→ Aim of the exercise
Starting with the line that contains "Mark every instance", copy every remaining line of the data below exactly, the last one included.

[Opening Task data section]

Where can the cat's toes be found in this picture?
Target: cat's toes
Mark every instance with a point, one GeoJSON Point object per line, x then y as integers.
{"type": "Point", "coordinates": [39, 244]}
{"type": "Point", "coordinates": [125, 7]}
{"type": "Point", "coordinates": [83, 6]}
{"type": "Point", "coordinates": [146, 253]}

[Closing Task data section]

→ Response to the exercise
Mark every instance with a point, one GeoJSON Point object per line, x then y as integers.
{"type": "Point", "coordinates": [39, 244]}
{"type": "Point", "coordinates": [125, 7]}
{"type": "Point", "coordinates": [83, 6]}
{"type": "Point", "coordinates": [146, 253]}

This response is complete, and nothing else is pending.